● **作業内容**
a - 次の(i)〜(iii)が「消える職業」の記事を扱った引用文の内容と合っているか、それぞれ「はい」か「いいえ」で答え、判断の決め手となる引用文の語句をそのまま添えてください。(i) 記事は『週刊現代』2014年11月1日号に載った。(ii) 元の論文は2014年に発表された。(iii) 論文を書いた先生の専門はディープラーニングだとされている。
b - 引用文のうち、「ところで、《オックスフォード」から始まり「素材ではないかと思うのだが。」で終わる部分をそのまま返してください。
c - 「消える職業」の記事を論じた引用文の最後の文に続けて、文章を書き継いでください。
── 引用文 ──
ところで、《オックスフォード大学が認定 あと10年で「消える職業」「なくなる仕事」》という記事が話題になったことがあるのをご記憶の方も少なくないと思う。『週刊現代』2014年11月1日号に掲載、ウェブに転載されたもので、元の論文は2013年9月に発表されたものである。

議論を投げかけてくれた記事だし、論文を書いた先生は「機械学習」が専門らしいのだが、さすがに2013年となるといま見るといささか古さを感じてしまう。記事の最後のほうで、「ロボットやコンピューターは芸術などのクリエイティブな作業には向いていません」などという発言が引用されている。芸術やクリエイティブな作業というのはとても「ソフトウェア」的で、いまやディープラーニングのいい素材ではないかと思うのだが。
───
── 提供情報 ──
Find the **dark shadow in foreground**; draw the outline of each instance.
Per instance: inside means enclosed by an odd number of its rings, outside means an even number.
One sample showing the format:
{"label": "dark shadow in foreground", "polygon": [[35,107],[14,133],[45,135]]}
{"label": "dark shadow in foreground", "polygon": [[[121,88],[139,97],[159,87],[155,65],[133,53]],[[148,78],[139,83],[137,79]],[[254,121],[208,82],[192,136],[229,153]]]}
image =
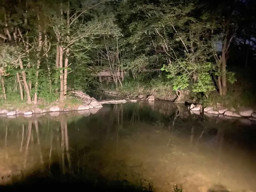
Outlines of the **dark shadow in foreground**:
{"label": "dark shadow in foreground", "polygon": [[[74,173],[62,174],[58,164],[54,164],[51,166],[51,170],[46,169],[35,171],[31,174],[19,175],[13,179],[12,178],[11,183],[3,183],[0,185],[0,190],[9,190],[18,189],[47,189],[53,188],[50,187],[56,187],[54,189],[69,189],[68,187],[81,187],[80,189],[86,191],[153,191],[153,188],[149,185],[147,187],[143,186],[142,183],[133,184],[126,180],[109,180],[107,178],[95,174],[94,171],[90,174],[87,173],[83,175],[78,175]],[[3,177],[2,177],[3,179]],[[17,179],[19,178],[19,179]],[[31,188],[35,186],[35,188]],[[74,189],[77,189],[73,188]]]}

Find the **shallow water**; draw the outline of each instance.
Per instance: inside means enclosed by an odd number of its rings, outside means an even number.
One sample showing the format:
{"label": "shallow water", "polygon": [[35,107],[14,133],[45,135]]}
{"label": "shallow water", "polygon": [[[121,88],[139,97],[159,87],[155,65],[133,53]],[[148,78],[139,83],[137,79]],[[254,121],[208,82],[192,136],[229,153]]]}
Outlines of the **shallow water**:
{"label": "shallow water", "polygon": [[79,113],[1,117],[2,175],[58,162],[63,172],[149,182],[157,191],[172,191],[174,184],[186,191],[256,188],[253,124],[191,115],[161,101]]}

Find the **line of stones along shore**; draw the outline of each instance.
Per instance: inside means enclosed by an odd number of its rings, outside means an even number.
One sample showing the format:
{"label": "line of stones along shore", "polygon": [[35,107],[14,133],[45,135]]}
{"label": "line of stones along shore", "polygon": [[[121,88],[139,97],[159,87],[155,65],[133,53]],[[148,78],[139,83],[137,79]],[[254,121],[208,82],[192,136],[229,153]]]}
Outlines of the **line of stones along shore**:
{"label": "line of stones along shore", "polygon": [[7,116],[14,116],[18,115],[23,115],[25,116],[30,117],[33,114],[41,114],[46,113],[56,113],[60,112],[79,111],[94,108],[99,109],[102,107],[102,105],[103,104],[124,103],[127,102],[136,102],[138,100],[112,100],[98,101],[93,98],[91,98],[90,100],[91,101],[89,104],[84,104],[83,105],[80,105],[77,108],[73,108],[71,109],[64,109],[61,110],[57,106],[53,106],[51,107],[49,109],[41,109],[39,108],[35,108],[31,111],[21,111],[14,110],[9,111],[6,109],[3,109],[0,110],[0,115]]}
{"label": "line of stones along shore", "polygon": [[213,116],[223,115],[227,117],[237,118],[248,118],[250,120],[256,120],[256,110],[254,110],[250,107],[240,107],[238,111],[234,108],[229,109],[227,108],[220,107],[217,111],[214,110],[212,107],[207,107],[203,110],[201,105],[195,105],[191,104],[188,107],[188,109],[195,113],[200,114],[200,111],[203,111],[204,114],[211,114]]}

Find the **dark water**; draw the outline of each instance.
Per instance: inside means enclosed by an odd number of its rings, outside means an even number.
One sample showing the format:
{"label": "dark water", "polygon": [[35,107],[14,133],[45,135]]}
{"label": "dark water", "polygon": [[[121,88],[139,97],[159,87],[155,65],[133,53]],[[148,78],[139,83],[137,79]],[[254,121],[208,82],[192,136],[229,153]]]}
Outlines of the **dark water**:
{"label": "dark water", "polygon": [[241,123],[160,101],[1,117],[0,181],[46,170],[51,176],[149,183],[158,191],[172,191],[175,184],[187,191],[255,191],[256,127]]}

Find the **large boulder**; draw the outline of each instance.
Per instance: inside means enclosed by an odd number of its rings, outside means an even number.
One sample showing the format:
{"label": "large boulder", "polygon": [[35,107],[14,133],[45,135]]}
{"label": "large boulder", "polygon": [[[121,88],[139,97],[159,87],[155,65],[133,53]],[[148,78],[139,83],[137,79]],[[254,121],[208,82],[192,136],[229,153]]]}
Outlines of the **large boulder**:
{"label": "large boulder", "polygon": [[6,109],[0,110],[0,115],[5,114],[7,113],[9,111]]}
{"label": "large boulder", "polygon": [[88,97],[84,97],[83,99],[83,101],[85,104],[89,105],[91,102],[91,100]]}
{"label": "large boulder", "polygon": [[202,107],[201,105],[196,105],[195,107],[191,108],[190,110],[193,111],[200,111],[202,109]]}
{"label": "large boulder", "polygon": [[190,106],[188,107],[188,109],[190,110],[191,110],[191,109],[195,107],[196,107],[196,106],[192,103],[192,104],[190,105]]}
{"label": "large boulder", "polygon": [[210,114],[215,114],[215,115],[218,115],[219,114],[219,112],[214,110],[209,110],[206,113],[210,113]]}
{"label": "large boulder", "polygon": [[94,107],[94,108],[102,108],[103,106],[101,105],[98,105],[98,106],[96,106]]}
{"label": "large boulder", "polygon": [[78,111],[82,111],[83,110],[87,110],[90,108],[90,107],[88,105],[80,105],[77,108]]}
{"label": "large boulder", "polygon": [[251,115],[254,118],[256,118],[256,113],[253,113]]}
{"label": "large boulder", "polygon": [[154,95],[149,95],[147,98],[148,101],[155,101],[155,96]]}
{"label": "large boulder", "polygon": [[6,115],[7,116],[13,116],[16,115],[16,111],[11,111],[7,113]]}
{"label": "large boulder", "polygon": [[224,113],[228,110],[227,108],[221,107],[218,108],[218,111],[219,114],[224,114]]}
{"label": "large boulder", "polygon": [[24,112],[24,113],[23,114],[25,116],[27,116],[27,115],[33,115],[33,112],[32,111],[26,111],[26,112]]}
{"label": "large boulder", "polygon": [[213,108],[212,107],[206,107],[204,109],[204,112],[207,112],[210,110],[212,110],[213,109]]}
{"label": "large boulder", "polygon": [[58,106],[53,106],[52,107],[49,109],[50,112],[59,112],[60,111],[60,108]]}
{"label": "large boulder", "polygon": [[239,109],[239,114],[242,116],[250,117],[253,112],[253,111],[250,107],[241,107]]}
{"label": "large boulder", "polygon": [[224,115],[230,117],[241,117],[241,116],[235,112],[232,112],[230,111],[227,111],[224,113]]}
───
● **回答一覧**
a -
(i) はい。「『週刊現代』2014年11月1日号に掲載」
(ii) いいえ。「元の論文は2013年9月に発表されたものである」
(iii) いいえ。「論文を書いた先生は「機械学習」が専門らしい」

b -
ところで、《オックスフォード大学が認定 あと10年で「消える職業」「なくなる仕事」》という記事が話題になったことがあるのをご記憶の方も少なくないと思う。『週刊現代』2014年11月1日号に掲載、ウェブに転載されたもので、元の論文は2013年9月に発表されたものである。

議論を投げかけてくれた記事だし、論文を書いた先生は「機械学習」が専門らしいのだが、さすがに2013年となるといま見るといささか古さを感じてしまう。記事の最後のほうで、「ロボットやコンピューターは芸術などのクリエイティブな作業には向いていません」などという発言が引用されている。芸術やクリエイティブな作業というのはとても「ソフトウェア」的で、いまやディープラーニングのいい素材ではないかと思うのだが。

c -
それではどうするのか? 100年くらい前まで、音楽や芝居などの分野は生身の人間がその場で演じる「実演」というものしかなかった。それが、産業革命後の精密機械、電気、化学、光学技術によって、記録・再生できるレコードや写真や映画という媒体を生み出した。それに対して、これからの100年間は人工知能のない世界は考えられない。複製技術から人工知能時代である。芸術やクリエイティブな作業が「ソフトウェア的」でディープラーニングに向いているのなら、どんどん使うことである。

最後にこれも宣伝みたいになってしまうが、『AI白書2017』(独立行政法人情報処理推進機構 AI白書編集委員会)を刊行させてもらった。ディープラーニングの応用は毎日のようにニュースになっているが、その中ではむしろ人間の感性がからむ(必ずしも芸術的なという意味ではないが)クリエイティブな作業を含む分野が有望に見える。